[INFORMATION PROVIDED]:
______________________________

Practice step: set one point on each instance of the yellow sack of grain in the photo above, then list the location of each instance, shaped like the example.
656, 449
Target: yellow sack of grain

______________________________

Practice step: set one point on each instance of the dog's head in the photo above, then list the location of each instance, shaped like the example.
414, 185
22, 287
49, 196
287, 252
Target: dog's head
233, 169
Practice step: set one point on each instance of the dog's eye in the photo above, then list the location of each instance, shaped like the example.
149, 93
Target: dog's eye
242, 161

______________________________

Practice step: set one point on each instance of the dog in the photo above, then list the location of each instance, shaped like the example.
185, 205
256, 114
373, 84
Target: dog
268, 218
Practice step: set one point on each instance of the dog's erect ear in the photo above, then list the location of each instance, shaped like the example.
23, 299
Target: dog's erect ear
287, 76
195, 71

______________________________

[TASK]: Among the records above, only the lines between the line holding "Practice step: set one point on each instance of the yellow" and the line holding "Target: yellow sack of grain", inclusive, are to be output, exactly as written.

[SOLUTION TO THIS PROBLEM]:
Practice step: set one point on each instance of the yellow sack of grain in the photo above, then list the location of each instance, shaped like the example.
656, 449
Target: yellow sack of grain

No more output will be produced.